→ YOUR TASK:
Copy out the data below with every "detection_task" replaced by "detection_request", keeping everything else the same.
───── DATA SHOWN ─────
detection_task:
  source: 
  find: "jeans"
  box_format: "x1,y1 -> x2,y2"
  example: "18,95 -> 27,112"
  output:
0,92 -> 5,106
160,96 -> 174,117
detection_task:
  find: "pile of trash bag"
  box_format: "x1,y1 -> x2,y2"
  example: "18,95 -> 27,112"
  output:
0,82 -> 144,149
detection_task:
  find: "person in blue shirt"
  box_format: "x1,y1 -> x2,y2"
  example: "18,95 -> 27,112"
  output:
─────
→ SOLVED PROBLEM:
detection_request:
  source: 
  find: "jeans"
  box_format: "x1,y1 -> x2,y2"
  example: "18,95 -> 27,112"
  output:
0,92 -> 5,106
160,96 -> 174,117
detection_request:
  find: "pile of trash bag"
  box_format: "x1,y1 -> x2,y2"
  example: "18,95 -> 27,112"
  output:
0,82 -> 144,149
detection_request:
  find: "person in blue shirt"
  box_format: "x1,y1 -> x2,y2"
  example: "18,95 -> 27,112"
  output:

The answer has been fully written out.